■ **Passage to read**
........
Mid-November. Thanksgiving week. This year: a gathering again. Lin, Rachel, and their children. Plus a new friend from the yoga studio — a woman named Marie who is also divorced, also a writer (she blogs about plant-based cooking), also finding her way through the aftermath of a marriage into a life that is hers. The gathering of women at my table is becoming a tradition. The tradition is only two years old but it feels older, because the need is older, because women have always gathered in kitchens to eat and talk and survive.
The menu: miso-butter turkey breast (my signature now, the dish people request, the recipe that will be in the book), kabocha nimono, the delicata squash with pecans and cranberries, rice, a big green salad, and Lin's contribution: a Korean braised short rib that melts on the tongue. The table was full. The apartment was full. Six adults and four children in a one-bedroom apartment is too many people and exactly the right number. The too-many-ness was the abundance. The abundance was the point.
After dinner, after the children were asleep in Miya's room in a pile of blankets and stuffed animals, the women sat at the table with wine (me: tea) and talked until midnight. We talked about divorce and writing and children and the specific freedom of a life chosen rather than defaulted into. Marie said, "I spent my marriage being someone else's wife. Now I'm someone's me." The sentence sat at the table like an extra guest, beautiful and true and exactly the kind of thing that only gets said at midnight at a table full of women who have all survived something and are all still here.
........
■ **Source excerpt**
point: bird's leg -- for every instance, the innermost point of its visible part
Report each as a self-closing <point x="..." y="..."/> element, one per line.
........
■ **Given problem**
Continue the passage about the Thanksgiving gathering, starting after its final sentence.

■ **Exercise answer**
I cleaned the kitchen at one AM, alone, the apartment quiet except for the breathing of sleeping children. I washed Fumiko's ceramic bowls by hand, carefully, the way I always wash them, and I set them on the drying rack and I stood in the kitchen and I said: "This is the life, Obaachan. This is the life I built." The kitchen was dark. The bowls were clean. The life was full. Full in the way that matters: not full of stuff, but full of people who chose to be here, and food that was made with love, and a table that held them all.
The kabocha nimono was the quiet center of that Thanksgiving table — squash braised until it gave way completely, sweet and soft and deeply savory, the kind of dish that doesn’t announce itself but holds everything together. That’s what I want in a recipe for the week after a gathering like that one: something that asks for patience and returns abundance. These spaghetti squash boats are my weeknight version of that spirit — a whole squash, filled and roasted, a meal that feels like a bowl and a hug at once, the kind of thing I make when I want to keep the warmth of that midnight table going just a little longer.
Spaghetti Squash Boats
Prep Time: 15 min | Cook Time: 50 min | Total Time: 1 hr 5 min | Servings: 4
Ingredients
- 2 medium spaghetti squash (about 2 lbs each), halved lengthwise and seeds removed
- 2 tablespoons olive oil, divided
- 1/2 teaspoon kosher salt, plus more to taste
- 1/4 teaspoon black pepper
- 1 lb ground turkey or Italian sausage (casings removed)
- 1 small yellow onion, diced
- 3 cloves garlic, minced
- 1 can (14 oz) diced tomatoes, drained
- 1 teaspoon dried oregano
- 1/2 teaspoon red pepper flakes (optional)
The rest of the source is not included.